*Work to complete*
Can you return all of the records below word for word, leaving the pictures out?

Location identification items
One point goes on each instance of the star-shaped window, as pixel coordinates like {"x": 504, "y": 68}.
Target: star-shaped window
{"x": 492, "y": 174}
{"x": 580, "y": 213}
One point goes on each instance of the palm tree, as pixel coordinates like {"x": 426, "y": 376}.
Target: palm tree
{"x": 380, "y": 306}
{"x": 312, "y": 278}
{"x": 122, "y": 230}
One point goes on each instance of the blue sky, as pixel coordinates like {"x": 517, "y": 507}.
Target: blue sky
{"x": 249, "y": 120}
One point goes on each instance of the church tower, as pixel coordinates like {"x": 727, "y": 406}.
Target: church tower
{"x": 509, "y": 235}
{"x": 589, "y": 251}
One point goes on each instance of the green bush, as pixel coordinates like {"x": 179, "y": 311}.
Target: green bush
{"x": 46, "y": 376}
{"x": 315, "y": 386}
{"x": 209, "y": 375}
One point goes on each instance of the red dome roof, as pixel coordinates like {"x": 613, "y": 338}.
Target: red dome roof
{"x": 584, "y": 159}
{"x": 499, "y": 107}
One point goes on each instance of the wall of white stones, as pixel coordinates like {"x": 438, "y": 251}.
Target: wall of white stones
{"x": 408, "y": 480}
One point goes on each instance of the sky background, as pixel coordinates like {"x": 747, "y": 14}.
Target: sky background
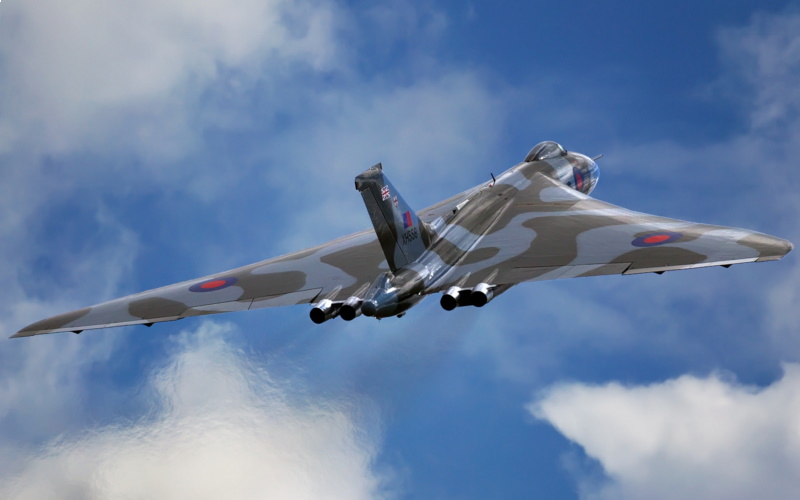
{"x": 146, "y": 143}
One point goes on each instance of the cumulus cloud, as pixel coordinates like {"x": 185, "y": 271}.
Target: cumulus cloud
{"x": 690, "y": 437}
{"x": 215, "y": 424}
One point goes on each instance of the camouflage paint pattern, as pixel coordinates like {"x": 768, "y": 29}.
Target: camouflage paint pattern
{"x": 534, "y": 222}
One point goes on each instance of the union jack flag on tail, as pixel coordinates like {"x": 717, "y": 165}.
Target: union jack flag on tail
{"x": 407, "y": 222}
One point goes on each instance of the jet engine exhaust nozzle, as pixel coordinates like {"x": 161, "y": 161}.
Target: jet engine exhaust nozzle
{"x": 451, "y": 299}
{"x": 323, "y": 311}
{"x": 351, "y": 309}
{"x": 481, "y": 295}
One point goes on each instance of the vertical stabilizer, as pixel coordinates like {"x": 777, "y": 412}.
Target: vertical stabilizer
{"x": 402, "y": 235}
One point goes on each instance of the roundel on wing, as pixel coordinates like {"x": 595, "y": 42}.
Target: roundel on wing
{"x": 213, "y": 284}
{"x": 656, "y": 239}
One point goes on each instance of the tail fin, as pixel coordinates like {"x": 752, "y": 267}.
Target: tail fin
{"x": 402, "y": 235}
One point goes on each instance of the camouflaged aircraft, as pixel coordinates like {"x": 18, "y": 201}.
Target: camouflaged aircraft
{"x": 534, "y": 222}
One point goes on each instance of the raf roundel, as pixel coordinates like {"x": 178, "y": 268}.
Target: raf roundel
{"x": 656, "y": 239}
{"x": 213, "y": 285}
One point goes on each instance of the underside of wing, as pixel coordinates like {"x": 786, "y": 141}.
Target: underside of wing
{"x": 550, "y": 231}
{"x": 335, "y": 269}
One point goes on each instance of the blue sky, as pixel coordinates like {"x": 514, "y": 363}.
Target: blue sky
{"x": 149, "y": 144}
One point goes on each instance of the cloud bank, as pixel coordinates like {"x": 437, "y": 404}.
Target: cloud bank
{"x": 216, "y": 425}
{"x": 689, "y": 437}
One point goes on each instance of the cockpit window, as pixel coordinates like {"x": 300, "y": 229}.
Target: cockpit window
{"x": 545, "y": 150}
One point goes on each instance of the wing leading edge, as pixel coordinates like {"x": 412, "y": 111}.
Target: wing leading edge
{"x": 337, "y": 268}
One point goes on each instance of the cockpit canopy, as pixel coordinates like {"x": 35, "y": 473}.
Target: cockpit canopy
{"x": 545, "y": 150}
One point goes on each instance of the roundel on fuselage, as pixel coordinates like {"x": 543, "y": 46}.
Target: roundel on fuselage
{"x": 545, "y": 150}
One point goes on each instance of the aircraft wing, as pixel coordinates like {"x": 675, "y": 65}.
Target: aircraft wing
{"x": 338, "y": 267}
{"x": 551, "y": 231}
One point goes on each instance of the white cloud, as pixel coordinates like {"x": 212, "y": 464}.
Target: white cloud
{"x": 215, "y": 425}
{"x": 97, "y": 76}
{"x": 703, "y": 438}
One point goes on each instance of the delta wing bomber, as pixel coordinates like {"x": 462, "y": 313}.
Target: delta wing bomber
{"x": 534, "y": 222}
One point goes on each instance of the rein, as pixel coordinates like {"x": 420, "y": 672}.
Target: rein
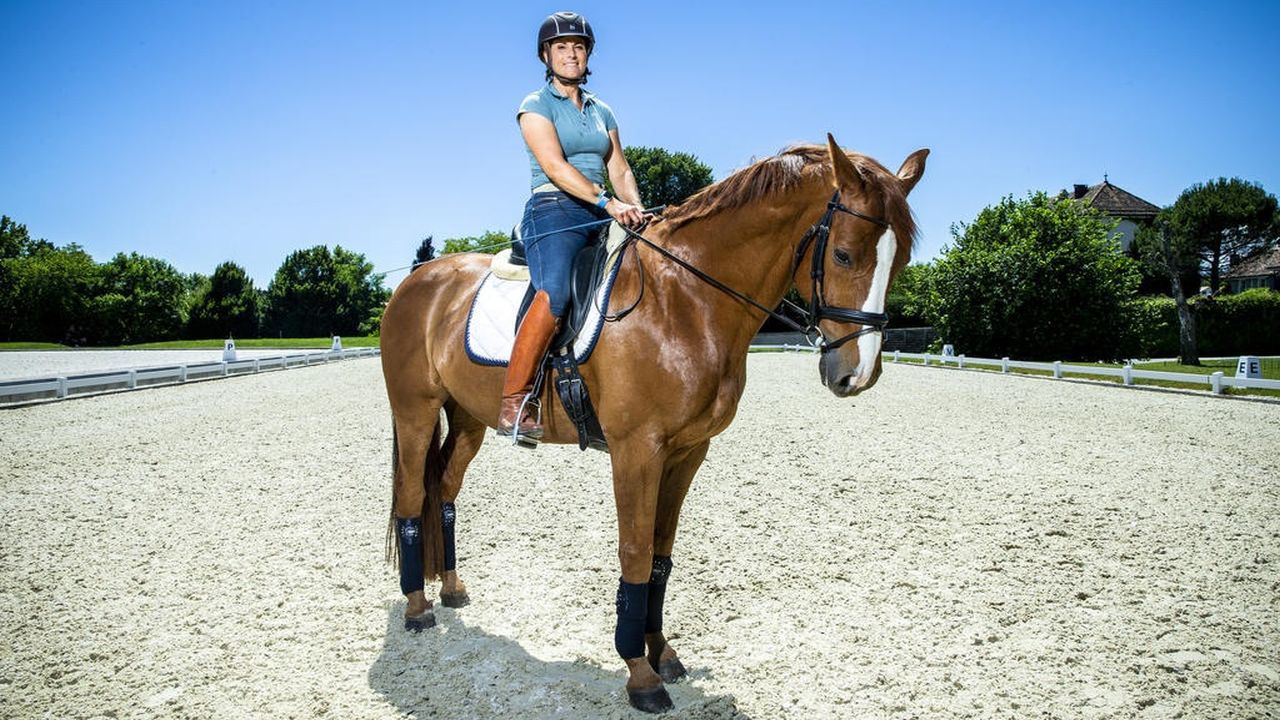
{"x": 818, "y": 308}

*The result*
One point goes on each instance of the star-shaped window, as pixel coordinates like {"x": 504, "y": 68}.
Target: star-shaped window
{"x": 492, "y": 174}
{"x": 580, "y": 213}
One point goes on each instance of the palm tree, as pixel coordinates like {"x": 426, "y": 376}.
Target: palm tree
{"x": 380, "y": 306}
{"x": 312, "y": 278}
{"x": 122, "y": 230}
One point goes on each instance of the blue sky, as pixel coordinates like {"x": 517, "y": 507}.
Target: blue sky
{"x": 249, "y": 120}
One point goes on each instance of the church tower, as pixel coordinates like {"x": 727, "y": 406}.
Target: church tower
{"x": 509, "y": 235}
{"x": 589, "y": 251}
One point goes on each instance of the green bush, as pixel coordinates like {"x": 179, "y": 311}.
Target: green bush
{"x": 46, "y": 376}
{"x": 315, "y": 386}
{"x": 209, "y": 375}
One point goes on each instance of the red dome roof, as pixel coordinates like {"x": 613, "y": 338}.
Target: red dome roof
{"x": 584, "y": 159}
{"x": 499, "y": 107}
One point goes on each instance of the wall of white stones, as pixel coordinates like {"x": 438, "y": 251}.
Target: wall of white stones
{"x": 408, "y": 480}
One point goes on each instance of the sky background, as pixel coordinates like {"x": 747, "y": 14}.
Target: sky background
{"x": 146, "y": 143}
One point goes on each instance of the cumulus cloud, as pixel coordinates like {"x": 185, "y": 271}.
Target: cumulus cloud
{"x": 690, "y": 437}
{"x": 215, "y": 424}
One point goes on each instance of the camouflage paint pattern, as pixel coordinates like {"x": 768, "y": 29}.
Target: camouflage paint pattern
{"x": 534, "y": 222}
One point goes on each instance of the union jack flag on tail, as pixel coordinates like {"x": 717, "y": 165}.
Target: union jack flag on tail
{"x": 407, "y": 222}
One point goes on each instance of the jet engine exhaust nozzle, as pixel coordinates like {"x": 161, "y": 161}.
Target: jet engine exhaust nozzle
{"x": 451, "y": 299}
{"x": 323, "y": 311}
{"x": 351, "y": 309}
{"x": 481, "y": 295}
One point goes on each instance of the vertical stabilizer, as pixel coordinates like {"x": 777, "y": 412}.
Target: vertical stabilizer
{"x": 402, "y": 235}
One point goes on each instance of the roundel on wing, as pixel coordinates like {"x": 595, "y": 42}.
Target: roundel on wing
{"x": 213, "y": 284}
{"x": 656, "y": 239}
One point goes on each instance of the tail fin, as pixel coordinates like {"x": 752, "y": 267}.
Target: tail fin
{"x": 402, "y": 235}
One point goes on each instance of the camouflaged aircraft, as pixel coordinates like {"x": 18, "y": 201}.
Target: camouflaged aircraft
{"x": 534, "y": 222}
One point goes on each instance of the raf roundel, as pixel coordinates like {"x": 178, "y": 268}.
Target: raf roundel
{"x": 656, "y": 239}
{"x": 213, "y": 285}
One point goes on each instance of the underside of wing, as pixel coordinates like {"x": 786, "y": 141}.
Target: underside of wing
{"x": 550, "y": 231}
{"x": 335, "y": 269}
One point goes on each instance of the blue sky, as pixel coordinates like {"x": 514, "y": 363}.
Target: blue sky
{"x": 149, "y": 144}
One point goes on each instance of the cloud bank, as pixel coordinates like {"x": 437, "y": 404}.
Target: cloud bank
{"x": 216, "y": 425}
{"x": 689, "y": 437}
One point goes on each instance of the cockpit window, as pixel coordinates like {"x": 300, "y": 229}.
Target: cockpit window
{"x": 545, "y": 150}
One point goes on each instance of the wing leading edge, as pixel coordinates like {"x": 412, "y": 111}.
Target: wing leading edge
{"x": 337, "y": 268}
One point goes on each instance of the cockpit canopy, as pixel coordinates like {"x": 35, "y": 473}.
Target: cockpit canopy
{"x": 545, "y": 150}
One point goes on each instance of the roundel on fuselage, as pixel coordinates like {"x": 543, "y": 46}.
Target: roundel on fuselage
{"x": 545, "y": 150}
One point goes on each instance of the aircraft wing, as pixel coordinates like {"x": 675, "y": 65}.
Target: aircraft wing
{"x": 338, "y": 267}
{"x": 551, "y": 231}
One point goes on each instance of the white cloud, as pixel coordinates like {"x": 212, "y": 464}.
Target: white cloud
{"x": 215, "y": 425}
{"x": 97, "y": 76}
{"x": 703, "y": 438}
One point goes on each instance of the delta wing bomber, as pixel coordinates like {"x": 462, "y": 313}.
Target: delta wing bomber
{"x": 534, "y": 222}
One point goes on each instance of the rein, as pixel coordinates like {"x": 420, "y": 672}.
Target: rein
{"x": 818, "y": 308}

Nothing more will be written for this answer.